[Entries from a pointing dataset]
-- Begin --

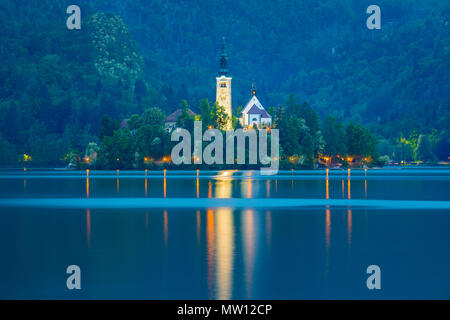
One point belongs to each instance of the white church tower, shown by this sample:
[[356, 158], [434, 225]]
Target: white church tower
[[223, 86]]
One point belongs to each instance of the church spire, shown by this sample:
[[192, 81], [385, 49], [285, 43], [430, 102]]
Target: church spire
[[253, 89], [223, 68]]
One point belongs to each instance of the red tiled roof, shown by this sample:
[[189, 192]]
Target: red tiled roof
[[173, 117], [255, 110]]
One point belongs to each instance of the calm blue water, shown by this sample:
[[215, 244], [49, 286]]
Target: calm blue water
[[225, 235]]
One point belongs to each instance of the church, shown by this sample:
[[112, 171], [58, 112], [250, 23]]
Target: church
[[253, 114]]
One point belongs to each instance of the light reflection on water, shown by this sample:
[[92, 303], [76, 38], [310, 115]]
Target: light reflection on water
[[270, 240]]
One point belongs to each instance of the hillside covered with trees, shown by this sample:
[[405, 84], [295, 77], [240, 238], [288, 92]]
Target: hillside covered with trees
[[62, 90]]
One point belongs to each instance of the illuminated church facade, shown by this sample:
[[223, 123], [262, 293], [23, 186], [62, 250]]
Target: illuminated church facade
[[253, 114]]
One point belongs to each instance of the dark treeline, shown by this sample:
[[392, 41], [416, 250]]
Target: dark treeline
[[57, 85], [305, 141]]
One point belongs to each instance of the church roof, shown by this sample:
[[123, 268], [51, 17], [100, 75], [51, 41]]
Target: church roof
[[255, 107], [255, 110], [173, 117]]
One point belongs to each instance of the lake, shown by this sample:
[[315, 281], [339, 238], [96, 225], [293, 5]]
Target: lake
[[225, 234]]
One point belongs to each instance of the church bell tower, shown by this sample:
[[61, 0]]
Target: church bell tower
[[223, 86]]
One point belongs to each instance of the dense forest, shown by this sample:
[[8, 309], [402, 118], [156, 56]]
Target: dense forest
[[62, 90]]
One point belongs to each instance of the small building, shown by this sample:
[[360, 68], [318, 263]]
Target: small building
[[171, 120], [254, 113]]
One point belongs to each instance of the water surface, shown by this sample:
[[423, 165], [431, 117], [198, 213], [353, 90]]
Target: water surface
[[225, 234]]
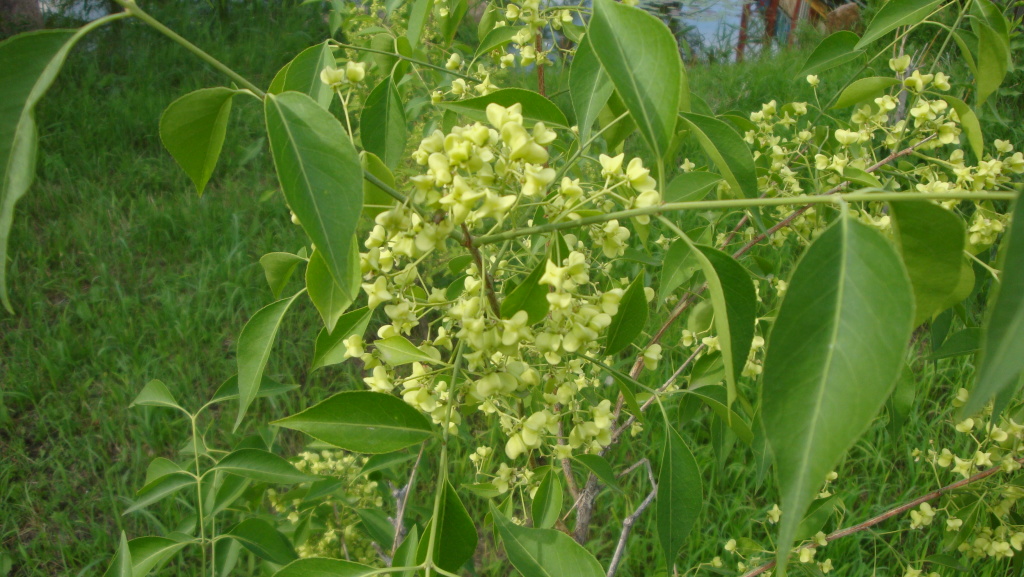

-- End --

Please copy every line of the material above word for word, leaving out the pictures.

One point belongs to each instance of the white church tower, shown by this sample:
[[356, 158], [434, 225]]
Target: white church tower
[[223, 86]]
One point belongs to each instance of the church spire, shown by this sample:
[[192, 81], [385, 49], [285, 43], [430, 102]]
Target: church spire
[[253, 89], [223, 68]]
One point belongs to each instance of the red tiled roof, shown by this sample:
[[189, 192]]
Target: red tiled roof
[[173, 117], [255, 110]]
One point belongs to each instance of the calm blue water, shown by this sample:
[[215, 244], [49, 286]]
Target: calm blue water
[[225, 235]]
One point belongs to each instance of the church, shown by this sample:
[[112, 171], [58, 112], [250, 23]]
Target: church
[[253, 114]]
One point belongs to each instance of the light reflection on water, shown by this sample:
[[92, 303], [76, 38], [310, 115]]
Target: light reflection on water
[[270, 240]]
One point belongs to each instance of the hillside covered with trees, shown by this sample:
[[405, 84], [295, 77], [240, 238], [288, 92]]
Target: hillside covered with trees
[[62, 90]]
One point belongs to each instance of the illuminated church facade, shown by this sample:
[[223, 123], [262, 293], [23, 186], [62, 250]]
Target: illuminated church facade
[[253, 114]]
One point belongs to each instance of the dark treeline, shown by this sample:
[[392, 41], [416, 250]]
Target: dark treeline
[[57, 85], [305, 141]]
One point belongs to each instance of the church roof, shown by this sample:
[[123, 268], [51, 17], [100, 75], [51, 41]]
Target: church roof
[[255, 107], [255, 110], [173, 117]]
One point belongs to each instance of the lake, shown by this sample:
[[315, 281], [339, 238], [96, 225], [293, 5]]
Target: lake
[[225, 234]]
One point belongs to each instance of the church bell tower, shown by this sample:
[[61, 0]]
Target: church bell tower
[[223, 86]]
One point belongs to each instance of the dense forest, shown by this sample:
[[8, 309], [402, 118], [156, 56]]
Target: dense forest
[[62, 90]]
One point belongs to each instance of the small building, shown by this sample:
[[360, 68], [318, 263]]
Target: small building
[[171, 120], [254, 113]]
One point belongs to each instance of the water surface, shown by this sample:
[[423, 165], [431, 117], [198, 213], [353, 90]]
Target: water surface
[[225, 234]]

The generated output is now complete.